Items from a dataset:

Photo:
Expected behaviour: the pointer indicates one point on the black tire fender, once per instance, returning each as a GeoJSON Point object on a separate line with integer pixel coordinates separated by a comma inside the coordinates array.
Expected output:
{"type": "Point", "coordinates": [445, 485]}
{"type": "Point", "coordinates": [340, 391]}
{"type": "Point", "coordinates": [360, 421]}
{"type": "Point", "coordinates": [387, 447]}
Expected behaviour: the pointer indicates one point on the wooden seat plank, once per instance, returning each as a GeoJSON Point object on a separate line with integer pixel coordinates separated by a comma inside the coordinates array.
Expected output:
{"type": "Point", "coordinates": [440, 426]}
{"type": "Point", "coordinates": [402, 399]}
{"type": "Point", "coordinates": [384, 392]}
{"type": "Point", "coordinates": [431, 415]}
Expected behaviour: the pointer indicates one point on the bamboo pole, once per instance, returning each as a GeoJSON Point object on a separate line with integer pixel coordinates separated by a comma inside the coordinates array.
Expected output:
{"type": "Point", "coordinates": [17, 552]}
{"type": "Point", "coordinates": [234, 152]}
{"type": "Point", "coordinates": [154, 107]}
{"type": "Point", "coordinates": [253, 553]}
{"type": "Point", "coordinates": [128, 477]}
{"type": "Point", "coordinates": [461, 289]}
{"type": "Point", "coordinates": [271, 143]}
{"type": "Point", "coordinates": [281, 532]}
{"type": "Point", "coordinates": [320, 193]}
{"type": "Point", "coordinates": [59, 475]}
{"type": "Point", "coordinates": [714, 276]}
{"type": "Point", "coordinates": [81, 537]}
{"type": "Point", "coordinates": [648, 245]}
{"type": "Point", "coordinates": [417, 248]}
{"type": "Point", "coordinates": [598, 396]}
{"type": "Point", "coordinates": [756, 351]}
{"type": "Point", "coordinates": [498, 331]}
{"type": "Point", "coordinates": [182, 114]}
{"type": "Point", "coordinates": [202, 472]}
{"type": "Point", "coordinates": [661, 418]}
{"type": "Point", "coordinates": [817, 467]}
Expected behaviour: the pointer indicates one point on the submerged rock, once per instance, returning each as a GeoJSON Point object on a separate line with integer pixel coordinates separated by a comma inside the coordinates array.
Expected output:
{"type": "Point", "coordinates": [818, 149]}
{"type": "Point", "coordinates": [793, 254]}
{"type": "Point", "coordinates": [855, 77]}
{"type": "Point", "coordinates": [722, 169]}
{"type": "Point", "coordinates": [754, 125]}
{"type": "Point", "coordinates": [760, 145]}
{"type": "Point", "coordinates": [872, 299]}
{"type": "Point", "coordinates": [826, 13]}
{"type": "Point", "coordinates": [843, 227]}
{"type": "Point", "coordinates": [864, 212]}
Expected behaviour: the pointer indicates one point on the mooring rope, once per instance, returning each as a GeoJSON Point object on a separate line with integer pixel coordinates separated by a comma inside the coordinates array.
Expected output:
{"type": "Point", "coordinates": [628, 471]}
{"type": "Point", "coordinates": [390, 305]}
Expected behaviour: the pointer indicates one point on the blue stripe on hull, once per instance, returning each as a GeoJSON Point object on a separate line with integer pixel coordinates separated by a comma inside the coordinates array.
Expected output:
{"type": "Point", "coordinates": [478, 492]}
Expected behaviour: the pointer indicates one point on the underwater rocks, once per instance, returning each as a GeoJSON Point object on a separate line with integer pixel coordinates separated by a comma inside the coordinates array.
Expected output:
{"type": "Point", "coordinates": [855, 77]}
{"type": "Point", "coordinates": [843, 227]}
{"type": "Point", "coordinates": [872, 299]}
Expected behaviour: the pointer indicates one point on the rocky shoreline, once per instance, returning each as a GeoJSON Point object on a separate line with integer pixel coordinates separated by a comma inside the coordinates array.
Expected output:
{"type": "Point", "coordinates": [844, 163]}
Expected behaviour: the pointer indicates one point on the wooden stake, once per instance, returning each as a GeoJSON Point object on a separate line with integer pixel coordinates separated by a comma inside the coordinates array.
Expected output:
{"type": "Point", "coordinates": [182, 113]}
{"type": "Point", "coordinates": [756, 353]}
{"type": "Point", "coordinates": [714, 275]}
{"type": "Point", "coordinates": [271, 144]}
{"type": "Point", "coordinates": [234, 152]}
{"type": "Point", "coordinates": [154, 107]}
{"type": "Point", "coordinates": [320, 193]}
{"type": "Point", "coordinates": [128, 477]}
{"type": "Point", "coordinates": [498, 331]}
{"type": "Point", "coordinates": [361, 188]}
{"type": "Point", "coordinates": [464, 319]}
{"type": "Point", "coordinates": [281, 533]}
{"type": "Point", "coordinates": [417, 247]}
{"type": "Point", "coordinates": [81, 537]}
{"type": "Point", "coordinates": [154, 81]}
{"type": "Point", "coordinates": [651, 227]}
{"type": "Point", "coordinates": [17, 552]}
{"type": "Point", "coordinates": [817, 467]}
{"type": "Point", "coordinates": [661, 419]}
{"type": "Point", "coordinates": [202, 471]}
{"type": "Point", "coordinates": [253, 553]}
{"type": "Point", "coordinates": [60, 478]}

#### Task objective:
Set down the records again without altering a word.

#### Task result:
Photo:
Expected behaviour: the pointer indicates one point on the black tire fender, once per instance, returning each as a GeoJSON Point object on a separate line with integer pixel coordinates separated by a comma inside the coordinates array.
Expected output:
{"type": "Point", "coordinates": [445, 485]}
{"type": "Point", "coordinates": [340, 391]}
{"type": "Point", "coordinates": [360, 421]}
{"type": "Point", "coordinates": [387, 447]}
Expected behaviour: the pointer indicates one point on the wooden seat plank, once per instance, returning each as a GeoJSON Point object on a separate line with integer pixel coordinates separated by a comma inside the coordinates array.
Expected output:
{"type": "Point", "coordinates": [440, 426]}
{"type": "Point", "coordinates": [402, 399]}
{"type": "Point", "coordinates": [384, 392]}
{"type": "Point", "coordinates": [431, 415]}
Expected behaviour: the pointer indicates one point on the bamboo pole, once per instance, returning each as a GeoJSON Point object on a separate line with integer pixel coordinates separated by a comma inside the coordinates array.
Expected output:
{"type": "Point", "coordinates": [17, 552]}
{"type": "Point", "coordinates": [234, 152]}
{"type": "Point", "coordinates": [154, 107]}
{"type": "Point", "coordinates": [253, 553]}
{"type": "Point", "coordinates": [128, 477]}
{"type": "Point", "coordinates": [461, 289]}
{"type": "Point", "coordinates": [271, 143]}
{"type": "Point", "coordinates": [281, 532]}
{"type": "Point", "coordinates": [320, 193]}
{"type": "Point", "coordinates": [59, 475]}
{"type": "Point", "coordinates": [714, 276]}
{"type": "Point", "coordinates": [81, 537]}
{"type": "Point", "coordinates": [648, 245]}
{"type": "Point", "coordinates": [417, 248]}
{"type": "Point", "coordinates": [598, 396]}
{"type": "Point", "coordinates": [756, 351]}
{"type": "Point", "coordinates": [498, 331]}
{"type": "Point", "coordinates": [182, 114]}
{"type": "Point", "coordinates": [202, 472]}
{"type": "Point", "coordinates": [661, 418]}
{"type": "Point", "coordinates": [817, 467]}
Expected behaviour: the pointer indicates one point on the submerged rock, once per instance, returning each as a GeoJSON Point object on a separate line with integer pixel coordinates separated by a comma inside the coordinates array.
Expected output:
{"type": "Point", "coordinates": [818, 149]}
{"type": "Point", "coordinates": [793, 254]}
{"type": "Point", "coordinates": [855, 77]}
{"type": "Point", "coordinates": [722, 169]}
{"type": "Point", "coordinates": [754, 125]}
{"type": "Point", "coordinates": [760, 145]}
{"type": "Point", "coordinates": [872, 299]}
{"type": "Point", "coordinates": [826, 13]}
{"type": "Point", "coordinates": [843, 227]}
{"type": "Point", "coordinates": [864, 212]}
Expected behaviour: the pointer indicates one point on the mooring rope, once per instance, returning each as a GeoJSON Point object on a separate line with integer pixel coordinates separated by a comma inside the coordinates array.
Expected output:
{"type": "Point", "coordinates": [628, 471]}
{"type": "Point", "coordinates": [390, 305]}
Expected behaviour: the pointer indicates one point on the blue stripe on hull, once per instance, returning each as a GeoJSON Point object on a separate line with integer pixel coordinates separated by a comma inside the coordinates array.
Expected output:
{"type": "Point", "coordinates": [478, 492]}
Expected behaviour: the pointer indicates one point on the underwater rocks, once per instance, returning each as a GeoJSON Point object on a separate line with integer pixel coordinates separated by a comma inside the coordinates array.
Expected output:
{"type": "Point", "coordinates": [855, 77]}
{"type": "Point", "coordinates": [843, 227]}
{"type": "Point", "coordinates": [872, 299]}
Expected behaviour: the pointer indicates one point on the rocky shoreline, once per instance, returning each as a GeoJSON Point object on a separate line with integer pixel coordinates separated by a comma inside the coordinates array.
Expected output:
{"type": "Point", "coordinates": [844, 163]}
Expected behaviour: the pointer indicates one point on the wooden stake, once per instance, returning each as a GeoJSON Point object on a separate line with integer pixel coordinates separated by a comma inside the coordinates array.
Expected output:
{"type": "Point", "coordinates": [182, 113]}
{"type": "Point", "coordinates": [756, 353]}
{"type": "Point", "coordinates": [714, 275]}
{"type": "Point", "coordinates": [271, 144]}
{"type": "Point", "coordinates": [234, 152]}
{"type": "Point", "coordinates": [154, 107]}
{"type": "Point", "coordinates": [320, 193]}
{"type": "Point", "coordinates": [128, 477]}
{"type": "Point", "coordinates": [498, 331]}
{"type": "Point", "coordinates": [361, 188]}
{"type": "Point", "coordinates": [464, 319]}
{"type": "Point", "coordinates": [281, 533]}
{"type": "Point", "coordinates": [417, 247]}
{"type": "Point", "coordinates": [81, 537]}
{"type": "Point", "coordinates": [154, 81]}
{"type": "Point", "coordinates": [651, 227]}
{"type": "Point", "coordinates": [17, 552]}
{"type": "Point", "coordinates": [817, 467]}
{"type": "Point", "coordinates": [661, 419]}
{"type": "Point", "coordinates": [202, 471]}
{"type": "Point", "coordinates": [253, 553]}
{"type": "Point", "coordinates": [60, 478]}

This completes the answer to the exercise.